Supplied records –

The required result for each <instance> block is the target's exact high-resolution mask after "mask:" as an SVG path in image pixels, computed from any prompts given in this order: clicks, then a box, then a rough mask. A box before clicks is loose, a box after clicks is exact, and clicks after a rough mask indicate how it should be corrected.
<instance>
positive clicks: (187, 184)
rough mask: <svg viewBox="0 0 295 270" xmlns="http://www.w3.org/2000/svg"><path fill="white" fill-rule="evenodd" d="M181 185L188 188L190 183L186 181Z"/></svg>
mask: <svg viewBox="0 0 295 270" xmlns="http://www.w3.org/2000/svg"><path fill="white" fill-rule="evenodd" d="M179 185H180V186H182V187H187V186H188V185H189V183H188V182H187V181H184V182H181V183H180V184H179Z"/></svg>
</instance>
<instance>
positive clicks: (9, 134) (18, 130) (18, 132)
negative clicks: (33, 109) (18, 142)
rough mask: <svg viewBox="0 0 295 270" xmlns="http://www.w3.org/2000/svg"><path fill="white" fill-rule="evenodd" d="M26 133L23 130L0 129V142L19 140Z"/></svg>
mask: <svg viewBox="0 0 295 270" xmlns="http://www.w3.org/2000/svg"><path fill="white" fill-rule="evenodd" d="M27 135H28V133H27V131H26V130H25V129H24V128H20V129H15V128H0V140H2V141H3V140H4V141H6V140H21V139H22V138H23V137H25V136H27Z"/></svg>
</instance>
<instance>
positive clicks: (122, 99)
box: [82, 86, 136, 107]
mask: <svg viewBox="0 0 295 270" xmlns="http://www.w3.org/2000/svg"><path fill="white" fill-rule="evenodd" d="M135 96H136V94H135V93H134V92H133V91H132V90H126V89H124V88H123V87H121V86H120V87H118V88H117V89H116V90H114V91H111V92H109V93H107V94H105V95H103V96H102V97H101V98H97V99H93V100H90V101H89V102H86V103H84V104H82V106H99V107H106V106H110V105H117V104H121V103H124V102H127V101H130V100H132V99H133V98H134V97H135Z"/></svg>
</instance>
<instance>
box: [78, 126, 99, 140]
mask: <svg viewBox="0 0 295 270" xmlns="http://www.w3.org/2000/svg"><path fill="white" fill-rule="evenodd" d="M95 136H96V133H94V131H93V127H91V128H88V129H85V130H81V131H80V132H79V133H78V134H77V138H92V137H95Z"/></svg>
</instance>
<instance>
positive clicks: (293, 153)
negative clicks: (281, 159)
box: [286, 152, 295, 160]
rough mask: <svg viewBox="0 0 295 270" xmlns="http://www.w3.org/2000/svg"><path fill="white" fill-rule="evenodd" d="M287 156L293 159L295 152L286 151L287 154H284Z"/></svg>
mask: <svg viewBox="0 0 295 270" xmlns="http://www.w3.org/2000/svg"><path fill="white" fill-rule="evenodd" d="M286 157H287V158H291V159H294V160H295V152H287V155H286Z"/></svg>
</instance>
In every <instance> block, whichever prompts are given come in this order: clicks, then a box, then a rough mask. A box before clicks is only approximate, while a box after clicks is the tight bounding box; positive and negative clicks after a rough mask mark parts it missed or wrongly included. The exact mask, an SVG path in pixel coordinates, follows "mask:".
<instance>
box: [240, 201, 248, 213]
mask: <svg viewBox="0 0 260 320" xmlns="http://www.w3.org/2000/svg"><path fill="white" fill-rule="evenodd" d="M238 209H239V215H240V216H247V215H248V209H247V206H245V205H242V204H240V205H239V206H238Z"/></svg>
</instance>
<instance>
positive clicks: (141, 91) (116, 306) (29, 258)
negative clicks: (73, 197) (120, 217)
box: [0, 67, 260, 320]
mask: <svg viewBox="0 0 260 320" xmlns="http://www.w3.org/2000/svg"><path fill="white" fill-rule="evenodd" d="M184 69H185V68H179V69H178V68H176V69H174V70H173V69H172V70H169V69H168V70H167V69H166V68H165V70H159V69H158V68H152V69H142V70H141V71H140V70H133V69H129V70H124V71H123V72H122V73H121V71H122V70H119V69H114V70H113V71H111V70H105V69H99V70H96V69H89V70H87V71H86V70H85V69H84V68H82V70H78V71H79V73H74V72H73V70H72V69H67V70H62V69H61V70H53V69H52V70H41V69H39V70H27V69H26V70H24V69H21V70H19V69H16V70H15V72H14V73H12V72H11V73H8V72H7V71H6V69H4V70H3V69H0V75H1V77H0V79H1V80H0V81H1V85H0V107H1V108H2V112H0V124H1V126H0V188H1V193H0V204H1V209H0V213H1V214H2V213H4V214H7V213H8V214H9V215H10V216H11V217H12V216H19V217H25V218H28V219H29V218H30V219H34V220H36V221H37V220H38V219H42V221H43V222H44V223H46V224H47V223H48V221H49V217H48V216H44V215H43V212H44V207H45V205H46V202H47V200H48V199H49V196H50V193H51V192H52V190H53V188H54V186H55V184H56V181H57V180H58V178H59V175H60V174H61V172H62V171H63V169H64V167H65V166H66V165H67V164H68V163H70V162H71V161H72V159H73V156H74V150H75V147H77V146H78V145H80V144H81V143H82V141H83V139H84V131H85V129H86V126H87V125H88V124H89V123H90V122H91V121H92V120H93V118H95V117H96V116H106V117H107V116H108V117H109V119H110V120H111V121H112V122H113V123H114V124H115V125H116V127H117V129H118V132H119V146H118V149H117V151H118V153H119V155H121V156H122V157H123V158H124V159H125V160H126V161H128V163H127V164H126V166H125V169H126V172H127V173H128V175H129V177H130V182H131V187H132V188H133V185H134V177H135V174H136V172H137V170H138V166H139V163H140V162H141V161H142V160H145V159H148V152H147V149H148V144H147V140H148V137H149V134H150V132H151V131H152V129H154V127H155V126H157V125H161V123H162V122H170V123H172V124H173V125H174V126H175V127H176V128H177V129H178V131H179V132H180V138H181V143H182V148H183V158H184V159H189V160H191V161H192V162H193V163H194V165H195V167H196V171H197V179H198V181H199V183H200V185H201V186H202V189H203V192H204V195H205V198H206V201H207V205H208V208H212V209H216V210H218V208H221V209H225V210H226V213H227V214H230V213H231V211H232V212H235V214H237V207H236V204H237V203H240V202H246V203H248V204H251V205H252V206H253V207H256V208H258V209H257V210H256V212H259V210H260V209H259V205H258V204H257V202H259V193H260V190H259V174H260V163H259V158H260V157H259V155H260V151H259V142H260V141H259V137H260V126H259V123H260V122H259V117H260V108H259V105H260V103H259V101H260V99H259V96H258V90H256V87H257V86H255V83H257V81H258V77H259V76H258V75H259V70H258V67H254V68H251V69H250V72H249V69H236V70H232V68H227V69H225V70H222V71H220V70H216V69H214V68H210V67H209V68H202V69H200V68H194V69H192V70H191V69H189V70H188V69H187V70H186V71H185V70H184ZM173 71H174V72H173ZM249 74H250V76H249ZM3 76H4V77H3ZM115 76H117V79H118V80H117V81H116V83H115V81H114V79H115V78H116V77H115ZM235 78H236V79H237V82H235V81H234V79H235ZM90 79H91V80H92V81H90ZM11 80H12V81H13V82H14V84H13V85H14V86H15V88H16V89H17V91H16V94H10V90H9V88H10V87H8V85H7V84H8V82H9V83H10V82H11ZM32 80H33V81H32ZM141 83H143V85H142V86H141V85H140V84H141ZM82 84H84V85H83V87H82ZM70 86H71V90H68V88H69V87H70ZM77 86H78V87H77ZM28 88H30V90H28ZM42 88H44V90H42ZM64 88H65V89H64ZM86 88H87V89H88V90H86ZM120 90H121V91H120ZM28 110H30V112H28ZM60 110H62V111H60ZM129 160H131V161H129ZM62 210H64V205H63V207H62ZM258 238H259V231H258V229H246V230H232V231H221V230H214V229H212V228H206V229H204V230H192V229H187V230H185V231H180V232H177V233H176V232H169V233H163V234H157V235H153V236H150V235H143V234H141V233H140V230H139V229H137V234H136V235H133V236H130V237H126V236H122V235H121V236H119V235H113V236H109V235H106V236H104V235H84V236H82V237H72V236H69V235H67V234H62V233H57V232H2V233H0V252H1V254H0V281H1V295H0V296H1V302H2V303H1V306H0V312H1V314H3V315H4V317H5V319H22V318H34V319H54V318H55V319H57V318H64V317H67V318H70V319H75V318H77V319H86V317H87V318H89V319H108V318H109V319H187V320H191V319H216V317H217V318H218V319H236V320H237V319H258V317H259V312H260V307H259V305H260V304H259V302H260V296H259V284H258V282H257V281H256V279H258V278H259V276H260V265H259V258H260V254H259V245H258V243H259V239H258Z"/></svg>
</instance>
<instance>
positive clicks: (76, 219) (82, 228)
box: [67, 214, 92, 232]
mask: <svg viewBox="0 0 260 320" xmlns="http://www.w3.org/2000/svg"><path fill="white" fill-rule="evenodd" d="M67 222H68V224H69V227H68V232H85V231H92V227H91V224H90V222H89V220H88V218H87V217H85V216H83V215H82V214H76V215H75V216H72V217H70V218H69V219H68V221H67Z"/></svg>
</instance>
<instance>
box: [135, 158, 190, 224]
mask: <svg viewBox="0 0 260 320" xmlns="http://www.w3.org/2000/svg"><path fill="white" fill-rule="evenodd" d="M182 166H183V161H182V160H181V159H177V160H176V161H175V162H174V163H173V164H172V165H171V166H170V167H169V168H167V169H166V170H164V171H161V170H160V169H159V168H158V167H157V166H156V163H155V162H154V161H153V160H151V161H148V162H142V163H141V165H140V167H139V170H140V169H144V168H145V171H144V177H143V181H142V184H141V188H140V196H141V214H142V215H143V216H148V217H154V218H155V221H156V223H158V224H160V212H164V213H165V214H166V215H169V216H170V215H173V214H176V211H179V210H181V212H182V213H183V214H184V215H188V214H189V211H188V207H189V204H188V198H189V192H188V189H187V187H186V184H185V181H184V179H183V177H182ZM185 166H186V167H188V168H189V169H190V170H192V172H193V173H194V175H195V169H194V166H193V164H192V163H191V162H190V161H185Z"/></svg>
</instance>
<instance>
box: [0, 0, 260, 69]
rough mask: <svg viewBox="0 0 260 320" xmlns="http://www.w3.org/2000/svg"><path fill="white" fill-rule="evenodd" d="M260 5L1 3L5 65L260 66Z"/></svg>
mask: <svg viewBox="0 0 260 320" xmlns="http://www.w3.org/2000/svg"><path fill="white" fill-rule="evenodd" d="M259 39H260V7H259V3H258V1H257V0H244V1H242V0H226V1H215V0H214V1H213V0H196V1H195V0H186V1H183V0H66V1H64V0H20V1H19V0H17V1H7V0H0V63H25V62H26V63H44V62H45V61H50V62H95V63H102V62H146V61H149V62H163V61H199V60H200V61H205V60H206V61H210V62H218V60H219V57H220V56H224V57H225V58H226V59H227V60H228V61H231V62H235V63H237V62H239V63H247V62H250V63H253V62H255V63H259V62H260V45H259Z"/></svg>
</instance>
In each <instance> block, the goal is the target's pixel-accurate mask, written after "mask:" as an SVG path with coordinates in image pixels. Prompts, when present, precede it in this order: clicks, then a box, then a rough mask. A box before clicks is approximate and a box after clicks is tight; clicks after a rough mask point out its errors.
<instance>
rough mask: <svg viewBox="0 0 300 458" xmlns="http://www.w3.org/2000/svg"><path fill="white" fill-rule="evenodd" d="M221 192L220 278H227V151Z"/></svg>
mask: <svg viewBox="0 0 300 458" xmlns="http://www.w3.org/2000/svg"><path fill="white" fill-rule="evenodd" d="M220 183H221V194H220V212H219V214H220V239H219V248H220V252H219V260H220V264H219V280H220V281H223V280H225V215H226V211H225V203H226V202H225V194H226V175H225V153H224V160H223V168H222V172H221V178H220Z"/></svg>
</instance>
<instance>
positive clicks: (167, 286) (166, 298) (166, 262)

Work order – What is needed is a word-for-word copy of the records above, from the first line through the line that contains "negative clicks: (33, 109) (18, 142)".

Task result –
The required result for each <instance> block is the target's exact high-resolution mask after "mask:" as an SVG path in image pixels, computed from any prompts given in this order: clicks, then a box, then a rough mask. A box before clicks is loose, a box after clicks is exact, and clicks after a rough mask indicate how it should be corrected.
<instance>
positive clicks: (187, 184)
rough mask: <svg viewBox="0 0 295 270" xmlns="http://www.w3.org/2000/svg"><path fill="white" fill-rule="evenodd" d="M181 185L188 188L190 183L186 181Z"/></svg>
mask: <svg viewBox="0 0 295 270" xmlns="http://www.w3.org/2000/svg"><path fill="white" fill-rule="evenodd" d="M179 185H180V186H182V187H187V186H188V185H189V183H188V182H187V181H184V182H181V183H180V184H179Z"/></svg>
</instance>
<instance>
positive clicks: (9, 134) (18, 130) (18, 132)
negative clicks: (33, 109) (18, 142)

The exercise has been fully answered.